*** Block opens ***

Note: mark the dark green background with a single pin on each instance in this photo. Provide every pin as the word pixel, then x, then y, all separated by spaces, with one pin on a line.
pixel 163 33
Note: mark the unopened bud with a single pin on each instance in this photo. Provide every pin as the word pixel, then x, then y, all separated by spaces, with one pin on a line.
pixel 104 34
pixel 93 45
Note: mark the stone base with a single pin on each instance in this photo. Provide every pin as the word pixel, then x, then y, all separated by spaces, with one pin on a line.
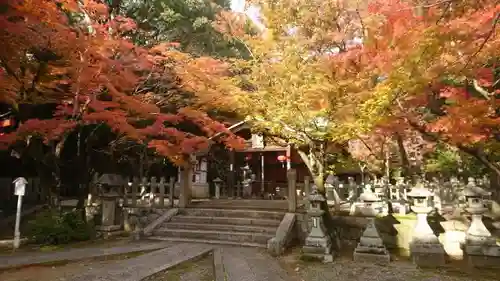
pixel 428 254
pixel 317 253
pixel 482 261
pixel 108 231
pixel 382 259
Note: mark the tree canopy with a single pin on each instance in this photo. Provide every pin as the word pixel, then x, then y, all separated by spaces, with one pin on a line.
pixel 76 57
pixel 337 71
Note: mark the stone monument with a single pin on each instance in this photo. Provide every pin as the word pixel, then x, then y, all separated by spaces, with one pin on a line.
pixel 371 247
pixel 111 186
pixel 480 246
pixel 218 187
pixel 318 244
pixel 425 247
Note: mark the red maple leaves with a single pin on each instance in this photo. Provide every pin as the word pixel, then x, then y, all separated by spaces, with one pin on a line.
pixel 75 56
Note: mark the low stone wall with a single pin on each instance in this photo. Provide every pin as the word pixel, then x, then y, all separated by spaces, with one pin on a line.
pixel 139 218
pixel 396 231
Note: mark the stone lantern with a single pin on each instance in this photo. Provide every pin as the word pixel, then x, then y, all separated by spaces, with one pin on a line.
pixel 111 187
pixel 425 247
pixel 480 245
pixel 369 204
pixel 218 187
pixel 371 247
pixel 318 243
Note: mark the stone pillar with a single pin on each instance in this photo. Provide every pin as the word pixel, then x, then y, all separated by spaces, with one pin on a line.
pixel 318 244
pixel 109 207
pixel 292 193
pixel 480 245
pixel 218 185
pixel 307 191
pixel 161 195
pixel 371 247
pixel 171 192
pixel 186 183
pixel 425 248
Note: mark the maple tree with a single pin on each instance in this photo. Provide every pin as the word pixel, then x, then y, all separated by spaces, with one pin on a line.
pixel 285 87
pixel 189 23
pixel 440 71
pixel 430 68
pixel 74 57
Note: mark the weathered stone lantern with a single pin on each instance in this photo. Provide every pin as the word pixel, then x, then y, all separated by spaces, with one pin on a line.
pixel 480 245
pixel 426 250
pixel 371 247
pixel 111 187
pixel 218 187
pixel 368 205
pixel 318 243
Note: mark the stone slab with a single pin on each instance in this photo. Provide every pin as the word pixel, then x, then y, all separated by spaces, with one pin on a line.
pixel 382 259
pixel 24 259
pixel 423 259
pixel 138 268
pixel 248 264
pixel 482 261
pixel 167 216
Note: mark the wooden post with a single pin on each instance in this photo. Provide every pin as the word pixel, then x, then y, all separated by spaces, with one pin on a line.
pixel 161 195
pixel 307 191
pixel 292 190
pixel 185 185
pixel 171 190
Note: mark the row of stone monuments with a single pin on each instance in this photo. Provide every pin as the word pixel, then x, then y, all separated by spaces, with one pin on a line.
pixel 426 250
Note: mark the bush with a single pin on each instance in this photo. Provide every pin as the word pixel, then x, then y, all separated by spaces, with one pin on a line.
pixel 53 228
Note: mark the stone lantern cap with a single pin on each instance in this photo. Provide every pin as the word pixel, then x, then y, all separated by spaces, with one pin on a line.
pixel 315 196
pixel 475 191
pixel 420 192
pixel 111 180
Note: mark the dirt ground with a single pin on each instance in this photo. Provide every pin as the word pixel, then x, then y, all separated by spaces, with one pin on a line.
pixel 345 269
pixel 199 270
pixel 58 272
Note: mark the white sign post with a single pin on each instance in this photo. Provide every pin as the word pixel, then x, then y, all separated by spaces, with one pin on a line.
pixel 19 191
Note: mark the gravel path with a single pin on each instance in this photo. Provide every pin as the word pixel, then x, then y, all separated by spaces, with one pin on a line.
pixel 24 259
pixel 136 269
pixel 196 270
pixel 250 264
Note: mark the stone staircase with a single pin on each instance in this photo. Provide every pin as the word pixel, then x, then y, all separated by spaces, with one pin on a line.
pixel 221 226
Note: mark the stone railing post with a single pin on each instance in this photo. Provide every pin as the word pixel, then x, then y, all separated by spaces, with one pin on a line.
pixel 292 193
pixel 186 185
pixel 171 190
pixel 161 195
pixel 307 191
pixel 133 191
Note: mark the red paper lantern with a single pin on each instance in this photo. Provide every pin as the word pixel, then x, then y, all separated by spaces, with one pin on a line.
pixel 281 158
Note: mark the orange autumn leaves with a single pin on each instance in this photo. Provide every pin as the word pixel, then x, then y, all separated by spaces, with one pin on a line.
pixel 75 55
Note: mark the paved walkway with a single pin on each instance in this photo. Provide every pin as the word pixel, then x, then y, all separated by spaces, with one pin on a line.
pixel 240 263
pixel 24 259
pixel 135 269
pixel 250 264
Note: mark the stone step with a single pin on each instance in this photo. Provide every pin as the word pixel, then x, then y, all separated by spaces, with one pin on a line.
pixel 232 213
pixel 205 241
pixel 260 238
pixel 221 227
pixel 226 220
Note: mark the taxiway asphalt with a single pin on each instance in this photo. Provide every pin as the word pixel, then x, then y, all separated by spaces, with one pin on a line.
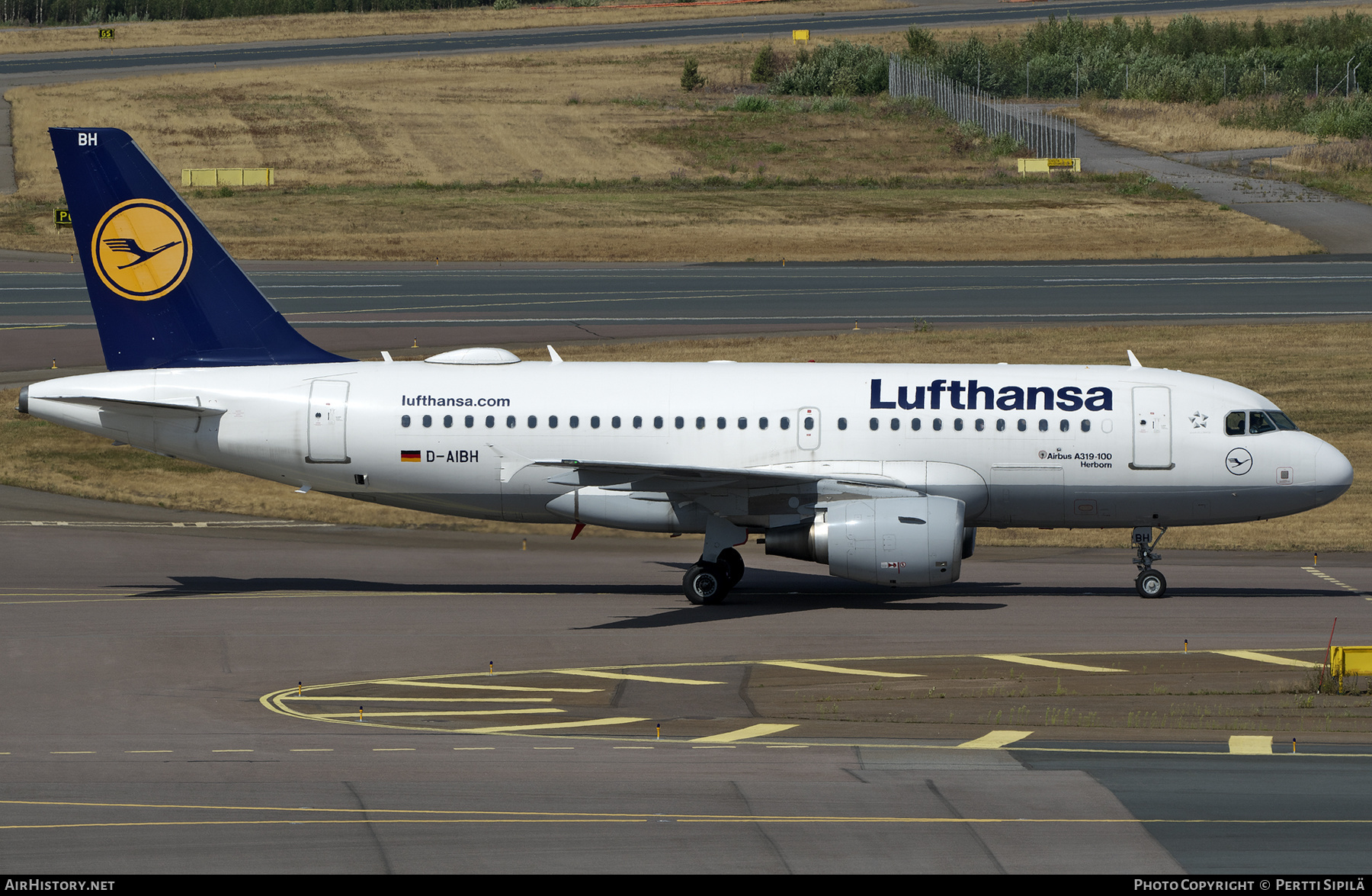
pixel 137 647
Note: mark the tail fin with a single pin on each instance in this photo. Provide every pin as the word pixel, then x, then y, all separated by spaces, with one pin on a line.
pixel 164 291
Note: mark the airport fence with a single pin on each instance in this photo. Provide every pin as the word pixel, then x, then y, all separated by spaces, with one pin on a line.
pixel 1044 135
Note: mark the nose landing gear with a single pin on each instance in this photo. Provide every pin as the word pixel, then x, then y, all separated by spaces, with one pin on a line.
pixel 1150 582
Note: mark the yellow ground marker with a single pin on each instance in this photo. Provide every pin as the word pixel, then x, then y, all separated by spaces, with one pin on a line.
pixel 583 724
pixel 1268 657
pixel 995 740
pixel 549 690
pixel 437 712
pixel 742 734
pixel 631 678
pixel 1250 745
pixel 1032 660
pixel 364 700
pixel 816 667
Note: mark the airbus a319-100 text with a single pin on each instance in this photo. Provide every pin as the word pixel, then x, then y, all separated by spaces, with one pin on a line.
pixel 883 472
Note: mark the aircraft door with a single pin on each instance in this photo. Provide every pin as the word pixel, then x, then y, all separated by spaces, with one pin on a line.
pixel 807 429
pixel 1152 427
pixel 329 423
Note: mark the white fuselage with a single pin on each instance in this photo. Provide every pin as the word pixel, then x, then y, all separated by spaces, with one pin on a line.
pixel 1022 446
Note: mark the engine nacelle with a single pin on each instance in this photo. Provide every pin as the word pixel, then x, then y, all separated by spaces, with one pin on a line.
pixel 898 542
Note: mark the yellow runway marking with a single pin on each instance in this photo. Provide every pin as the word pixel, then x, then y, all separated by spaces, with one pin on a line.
pixel 634 678
pixel 1031 660
pixel 816 667
pixel 1250 745
pixel 995 740
pixel 540 690
pixel 437 712
pixel 1332 581
pixel 742 734
pixel 585 724
pixel 1268 657
pixel 367 700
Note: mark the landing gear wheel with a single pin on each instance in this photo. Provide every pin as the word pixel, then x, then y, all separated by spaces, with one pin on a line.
pixel 1152 583
pixel 706 585
pixel 733 564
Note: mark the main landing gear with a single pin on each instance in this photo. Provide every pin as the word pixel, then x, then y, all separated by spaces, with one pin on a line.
pixel 711 582
pixel 1150 582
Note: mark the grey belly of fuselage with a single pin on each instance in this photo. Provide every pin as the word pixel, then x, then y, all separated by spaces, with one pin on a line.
pixel 1049 506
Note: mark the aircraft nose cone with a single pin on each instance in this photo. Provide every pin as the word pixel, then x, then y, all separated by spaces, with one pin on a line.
pixel 1332 474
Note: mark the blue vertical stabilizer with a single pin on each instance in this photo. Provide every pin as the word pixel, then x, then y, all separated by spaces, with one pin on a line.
pixel 164 291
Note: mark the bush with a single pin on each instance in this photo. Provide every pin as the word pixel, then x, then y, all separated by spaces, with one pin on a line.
pixel 766 65
pixel 691 75
pixel 840 69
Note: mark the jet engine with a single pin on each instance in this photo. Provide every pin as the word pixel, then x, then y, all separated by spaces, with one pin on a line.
pixel 899 542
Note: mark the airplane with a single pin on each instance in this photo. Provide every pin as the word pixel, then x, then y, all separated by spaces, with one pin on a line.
pixel 881 472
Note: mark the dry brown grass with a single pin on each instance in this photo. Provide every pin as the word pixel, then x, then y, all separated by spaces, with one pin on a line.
pixel 334 25
pixel 880 180
pixel 1319 374
pixel 1175 127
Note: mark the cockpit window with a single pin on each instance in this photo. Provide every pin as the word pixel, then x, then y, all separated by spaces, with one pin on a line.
pixel 1282 420
pixel 1258 423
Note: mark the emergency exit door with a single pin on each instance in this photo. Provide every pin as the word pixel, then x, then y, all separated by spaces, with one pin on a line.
pixel 1152 427
pixel 327 424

*** Block closes ***

# [Goal of the exercise]
The response is the exact set of lines from the one holding "Note: mark the cockpit" through the last line of the material.

# [Answer to this task]
Note: mark the cockpit window with a single pin on each instance in this photo. Provide every pin as the word pixel, then x, then y, all separated by spaces, with one pin on a line.
pixel 1282 420
pixel 1258 423
Note: mark the emergency exit door with a single pin on each instance in this photo. Provide every pin as the word pixel, then x, then y, all separated by spaces, with one pin on a line.
pixel 1152 427
pixel 327 424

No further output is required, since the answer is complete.